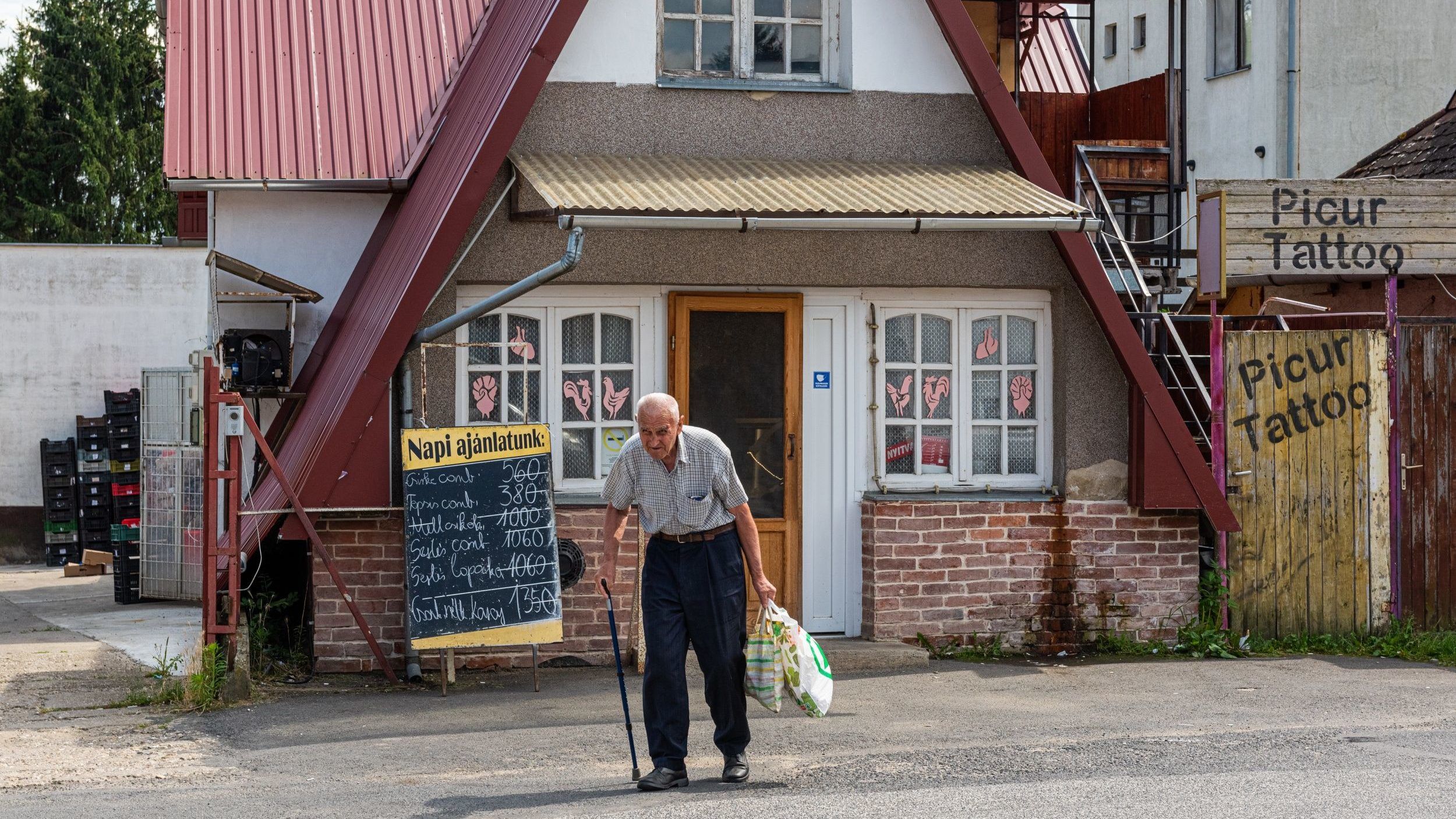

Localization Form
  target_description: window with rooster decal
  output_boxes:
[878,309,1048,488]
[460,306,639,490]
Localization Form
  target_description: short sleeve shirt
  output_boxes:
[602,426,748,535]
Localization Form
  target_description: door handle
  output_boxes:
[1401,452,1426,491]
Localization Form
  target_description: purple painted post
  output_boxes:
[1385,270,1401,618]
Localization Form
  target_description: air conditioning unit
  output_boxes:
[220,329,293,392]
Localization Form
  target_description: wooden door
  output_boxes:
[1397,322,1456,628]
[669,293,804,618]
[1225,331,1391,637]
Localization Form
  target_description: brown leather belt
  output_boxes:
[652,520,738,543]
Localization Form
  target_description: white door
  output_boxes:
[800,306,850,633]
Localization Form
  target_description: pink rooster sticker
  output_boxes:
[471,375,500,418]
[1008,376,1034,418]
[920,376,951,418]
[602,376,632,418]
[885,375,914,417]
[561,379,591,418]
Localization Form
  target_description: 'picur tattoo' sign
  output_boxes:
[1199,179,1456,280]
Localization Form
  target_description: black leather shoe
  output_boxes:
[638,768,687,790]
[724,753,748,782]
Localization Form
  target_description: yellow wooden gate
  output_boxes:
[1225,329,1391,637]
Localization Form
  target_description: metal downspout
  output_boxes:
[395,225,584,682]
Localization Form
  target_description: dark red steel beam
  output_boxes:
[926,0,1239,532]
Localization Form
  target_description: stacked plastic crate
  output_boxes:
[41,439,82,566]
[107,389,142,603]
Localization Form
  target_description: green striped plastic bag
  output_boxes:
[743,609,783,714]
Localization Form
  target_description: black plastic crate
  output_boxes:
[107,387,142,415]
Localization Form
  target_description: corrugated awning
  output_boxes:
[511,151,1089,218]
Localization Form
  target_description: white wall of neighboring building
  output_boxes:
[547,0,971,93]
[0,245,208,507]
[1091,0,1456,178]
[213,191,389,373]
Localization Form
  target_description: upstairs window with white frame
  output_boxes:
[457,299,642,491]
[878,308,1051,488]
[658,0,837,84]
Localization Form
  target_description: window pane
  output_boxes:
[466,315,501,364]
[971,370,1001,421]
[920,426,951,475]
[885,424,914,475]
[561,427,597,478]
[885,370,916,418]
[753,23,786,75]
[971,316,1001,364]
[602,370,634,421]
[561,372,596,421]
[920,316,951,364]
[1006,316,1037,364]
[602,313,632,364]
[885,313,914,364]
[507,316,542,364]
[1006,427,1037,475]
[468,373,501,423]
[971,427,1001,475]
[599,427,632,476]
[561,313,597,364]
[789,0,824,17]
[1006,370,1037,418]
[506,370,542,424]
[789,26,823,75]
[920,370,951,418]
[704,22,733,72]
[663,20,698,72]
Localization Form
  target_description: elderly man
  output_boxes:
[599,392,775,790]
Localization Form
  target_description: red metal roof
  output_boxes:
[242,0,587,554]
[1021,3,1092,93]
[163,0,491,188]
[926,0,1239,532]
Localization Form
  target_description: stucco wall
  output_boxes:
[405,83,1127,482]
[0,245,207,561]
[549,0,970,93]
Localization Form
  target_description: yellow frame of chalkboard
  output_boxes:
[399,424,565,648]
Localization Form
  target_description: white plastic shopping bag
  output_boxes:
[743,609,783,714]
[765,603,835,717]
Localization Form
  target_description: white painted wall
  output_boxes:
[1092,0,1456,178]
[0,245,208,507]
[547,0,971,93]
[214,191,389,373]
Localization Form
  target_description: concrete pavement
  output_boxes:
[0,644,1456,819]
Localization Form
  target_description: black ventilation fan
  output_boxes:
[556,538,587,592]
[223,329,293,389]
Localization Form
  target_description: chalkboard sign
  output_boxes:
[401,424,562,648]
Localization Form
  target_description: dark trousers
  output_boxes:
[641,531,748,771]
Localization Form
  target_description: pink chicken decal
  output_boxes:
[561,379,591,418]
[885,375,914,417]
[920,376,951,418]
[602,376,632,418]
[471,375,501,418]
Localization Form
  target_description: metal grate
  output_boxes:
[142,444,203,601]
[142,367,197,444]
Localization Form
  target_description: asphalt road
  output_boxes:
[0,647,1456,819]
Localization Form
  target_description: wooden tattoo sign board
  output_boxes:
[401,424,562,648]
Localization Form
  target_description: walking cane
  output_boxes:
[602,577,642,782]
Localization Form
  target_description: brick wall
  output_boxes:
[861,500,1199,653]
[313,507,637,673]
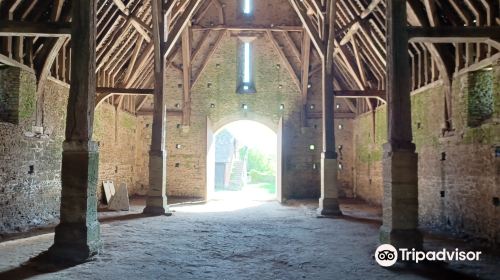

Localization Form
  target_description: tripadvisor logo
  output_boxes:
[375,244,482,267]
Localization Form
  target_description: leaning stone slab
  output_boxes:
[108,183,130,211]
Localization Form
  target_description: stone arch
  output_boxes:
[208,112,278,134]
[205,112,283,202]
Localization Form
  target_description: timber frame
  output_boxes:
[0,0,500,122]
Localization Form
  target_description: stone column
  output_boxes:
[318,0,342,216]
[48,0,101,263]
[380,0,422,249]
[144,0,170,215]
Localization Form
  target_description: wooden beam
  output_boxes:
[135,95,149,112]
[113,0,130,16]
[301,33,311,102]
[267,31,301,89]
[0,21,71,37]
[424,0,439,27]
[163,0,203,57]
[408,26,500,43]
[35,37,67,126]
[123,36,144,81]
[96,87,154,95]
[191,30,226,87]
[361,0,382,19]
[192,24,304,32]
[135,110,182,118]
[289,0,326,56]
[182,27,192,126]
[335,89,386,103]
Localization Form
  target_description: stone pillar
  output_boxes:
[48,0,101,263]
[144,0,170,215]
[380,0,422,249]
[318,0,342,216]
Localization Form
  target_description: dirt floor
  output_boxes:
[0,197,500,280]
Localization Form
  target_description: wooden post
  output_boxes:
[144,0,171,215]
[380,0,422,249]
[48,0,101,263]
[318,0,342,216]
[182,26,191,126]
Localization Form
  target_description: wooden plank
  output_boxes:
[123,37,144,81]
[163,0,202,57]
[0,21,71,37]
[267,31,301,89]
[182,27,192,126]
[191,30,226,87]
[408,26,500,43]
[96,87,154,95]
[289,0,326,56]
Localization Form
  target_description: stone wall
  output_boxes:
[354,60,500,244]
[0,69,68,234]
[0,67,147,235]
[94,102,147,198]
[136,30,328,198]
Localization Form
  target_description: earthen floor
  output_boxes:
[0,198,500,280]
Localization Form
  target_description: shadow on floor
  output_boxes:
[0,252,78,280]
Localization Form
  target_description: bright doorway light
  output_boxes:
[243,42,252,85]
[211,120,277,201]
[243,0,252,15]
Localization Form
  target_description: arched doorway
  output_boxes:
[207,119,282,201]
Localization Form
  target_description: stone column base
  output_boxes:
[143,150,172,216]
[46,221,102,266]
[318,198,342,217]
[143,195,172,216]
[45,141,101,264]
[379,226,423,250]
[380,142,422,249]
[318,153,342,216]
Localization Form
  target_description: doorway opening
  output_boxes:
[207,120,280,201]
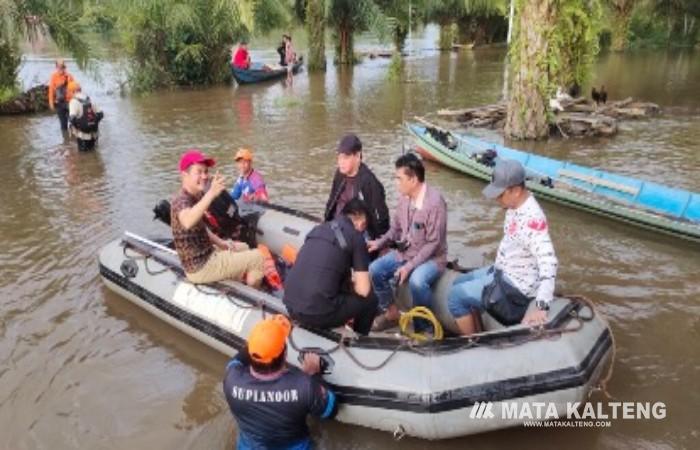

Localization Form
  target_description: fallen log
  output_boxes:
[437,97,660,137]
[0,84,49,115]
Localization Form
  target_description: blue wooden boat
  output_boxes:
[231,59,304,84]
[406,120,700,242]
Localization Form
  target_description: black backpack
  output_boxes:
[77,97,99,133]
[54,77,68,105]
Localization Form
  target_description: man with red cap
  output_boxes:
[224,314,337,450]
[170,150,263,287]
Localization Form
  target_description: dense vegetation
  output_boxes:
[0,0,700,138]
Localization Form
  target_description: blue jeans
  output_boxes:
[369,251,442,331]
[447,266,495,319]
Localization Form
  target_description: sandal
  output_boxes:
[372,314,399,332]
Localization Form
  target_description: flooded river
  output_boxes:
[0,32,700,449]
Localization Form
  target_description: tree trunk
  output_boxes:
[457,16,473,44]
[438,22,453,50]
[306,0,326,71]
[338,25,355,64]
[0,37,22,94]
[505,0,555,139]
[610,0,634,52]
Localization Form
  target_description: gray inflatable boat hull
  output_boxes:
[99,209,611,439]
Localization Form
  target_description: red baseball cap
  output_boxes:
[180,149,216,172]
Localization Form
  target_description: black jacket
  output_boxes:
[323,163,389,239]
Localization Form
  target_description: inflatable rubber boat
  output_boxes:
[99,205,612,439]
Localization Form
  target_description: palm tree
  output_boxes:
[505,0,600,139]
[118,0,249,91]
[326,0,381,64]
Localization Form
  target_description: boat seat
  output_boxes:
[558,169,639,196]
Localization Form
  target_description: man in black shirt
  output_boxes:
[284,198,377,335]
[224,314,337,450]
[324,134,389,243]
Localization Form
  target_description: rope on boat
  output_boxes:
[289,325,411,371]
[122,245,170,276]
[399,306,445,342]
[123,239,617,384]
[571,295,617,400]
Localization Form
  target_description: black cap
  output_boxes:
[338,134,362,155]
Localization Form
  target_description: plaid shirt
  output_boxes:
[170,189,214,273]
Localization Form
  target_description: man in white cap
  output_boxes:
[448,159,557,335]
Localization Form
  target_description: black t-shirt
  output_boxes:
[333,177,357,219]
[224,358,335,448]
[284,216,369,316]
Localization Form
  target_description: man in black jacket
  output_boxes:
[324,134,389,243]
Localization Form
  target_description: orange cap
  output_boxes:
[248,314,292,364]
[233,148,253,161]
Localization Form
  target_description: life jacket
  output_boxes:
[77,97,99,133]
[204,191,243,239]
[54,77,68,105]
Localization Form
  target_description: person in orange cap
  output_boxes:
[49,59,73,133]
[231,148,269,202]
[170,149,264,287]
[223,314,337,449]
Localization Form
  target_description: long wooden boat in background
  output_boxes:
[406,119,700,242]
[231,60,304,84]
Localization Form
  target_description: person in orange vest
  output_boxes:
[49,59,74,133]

» Aim
Please copy everything from the start of the rows down to the line that contains "[1401,452,1426,491]", including that line, and leave the pictures out.

» Answer to this exercise
Localization Form
  target_description: window with rooster decal
  output_boxes:
[878,309,1048,488]
[460,306,639,490]
Localization Form
  target_description: short sleeve shirt
  output_boxes:
[602,426,748,535]
Localization Form
  target_description: door handle
  output_boxes:
[1401,452,1426,491]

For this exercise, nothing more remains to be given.